**Kutipan Terpilih**
━━━━━━━━━━━━━━━━━━━━

Keislaman

Mengasah Mata Hati agar Tak Tumpul dan Menjauhi Wahn

Rabu, 31 Juli 2024 | 16:29 WIB

Mengasah Mata Hati agar Tak Tumpul dan Menjauhi Wahn

Ngaji Kitab Syarhun Lathifun yang diasuh Kiai Muhammad Hanifuddin (tengah) di Graha Aswaja NU Tangsel, Ciputat, Tangsel, Selasa (30/7/2024) malam. (Foto: NUOB/Mutho)

Tangerang Selatan, NU Online Banten

Banyak orang era saat ini terkesan dengan urusan dunia yang fana, mengalahkan urusan akhirat yang kekal. Ini karena perkara dunia dapat tampak jelas dengan mata penglihatan. Berbeda dengan perkara akhirat dan pahalanya.’’Bersifat ruhiyah maknawiyah, tak terlihat, kecuali oleh mereka yang mempunyai mata hati,’’ ujar Ketua Lembaga Bahtsul Masail (LBM) Pengurus Cabang Nahdlatul Ulama (PCNU) Tangerang Selatan (Tangsel) Kiai Muhammad Hanifuddin saat membahas hadits kedua Kitab Syarhun Lathifun ‘ala Arbain Haditsan Tata'allaq bi Mabadi' Jamiyyah Nahdatil Ulama di Graha Aswaja NU Tangsel, Ciputat, Tangerang Selatan, Selasa (30/7/2024) malam.


Oleh karena itu, lanjut pria berkacamata yang malam itu seperti biasa mengenakan baju putih lengan panjang dipadu peci hitam, hendaknya bashirah atau mata hati dirawat dan diketuk agar terjaga dan terasah dengan semestinya.’’Bisa merasakan hal yang tak tampak di depan mata kita. Jangan sampai mata hati tumpul, karena mengakibatkan seseorang lalai,’’ imbuh pria yang pernah menimba ilmu di Pondok Pesantren Ringinagung, Kediri, Jawa Timur, tersebut di hadapan puluhan jamaah.

━━━━━━━━━━━━━━━━━━━━

**Permintaan**
Ketik ulang seluruh kutipan tentang mengasah mata hati di atas tanpa mengubah satu kata atau tanda baca pun. Data di bawah ini merupakan bahan tersendiri yang terpisah dari kutipan di atas.

━━━━━━━━━━━━━━━━━━━━

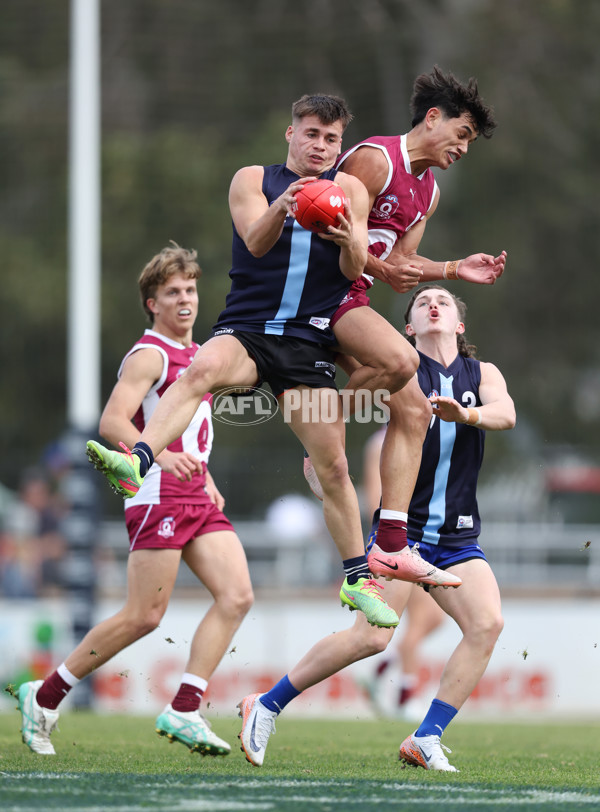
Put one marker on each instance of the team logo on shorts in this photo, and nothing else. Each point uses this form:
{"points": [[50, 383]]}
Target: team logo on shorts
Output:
{"points": [[328, 369], [166, 527], [385, 206]]}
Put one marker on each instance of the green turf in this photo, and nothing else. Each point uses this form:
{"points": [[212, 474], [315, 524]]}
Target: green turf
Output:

━━━━━━━━━━━━━━━━━━━━

**Jawaban Tugas**
Keislaman

Mengasah Mata Hati agar Tak Tumpul dan Menjauhi Wahn

Rabu, 31 Juli 2024 | 16:29 WIB

Mengasah Mata Hati agar Tak Tumpul dan Menjauhi Wahn

Ngaji Kitab Syarhun Lathifun yang diasuh Kiai Muhammad Hanifuddin (tengah) di Graha Aswaja NU Tangsel, Ciputat, Tangsel, Selasa (30/7/2024) malam. (Foto: NUOB/Mutho)

Tangerang Selatan, NU Online Banten

Banyak orang era saat ini terkesan dengan urusan dunia yang fana, mengalahkan urusan akhirat yang kekal. Ini karena perkara dunia dapat tampak jelas dengan mata penglihatan. Berbeda dengan perkara akhirat dan pahalanya.’’Bersifat ruhiyah maknawiyah, tak terlihat, kecuali oleh mereka yang mempunyai mata hati,’’ ujar Ketua Lembaga Bahtsul Masail (LBM) Pengurus Cabang Nahdlatul Ulama (PCNU) Tangerang Selatan (Tangsel) Kiai Muhammad Hanifuddin saat membahas hadits kedua Kitab Syarhun Lathifun ‘ala Arbain Haditsan Tata'allaq bi Mabadi' Jamiyyah Nahdatil Ulama di Graha Aswaja NU Tangsel, Ciputat, Tangerang Selatan, Selasa (30/7/2024) malam.


Oleh karena itu, lanjut pria berkacamata yang malam itu seperti biasa mengenakan baju putih lengan panjang dipadu peci hitam, hendaknya bashirah atau mata hati dirawat dan diketuk agar terjaga dan terasah dengan semestinya.’’Bisa merasakan hal yang tak tampak di depan mata kita. Jangan sampai mata hati tumpul, karena mengakibatkan seseorang lalai,’’ imbuh pria yang pernah menimba ilmu di Pondok Pesantren Ringinagung, Kediri, Jawa Timur, tersebut di hadapan puluhan jamaah.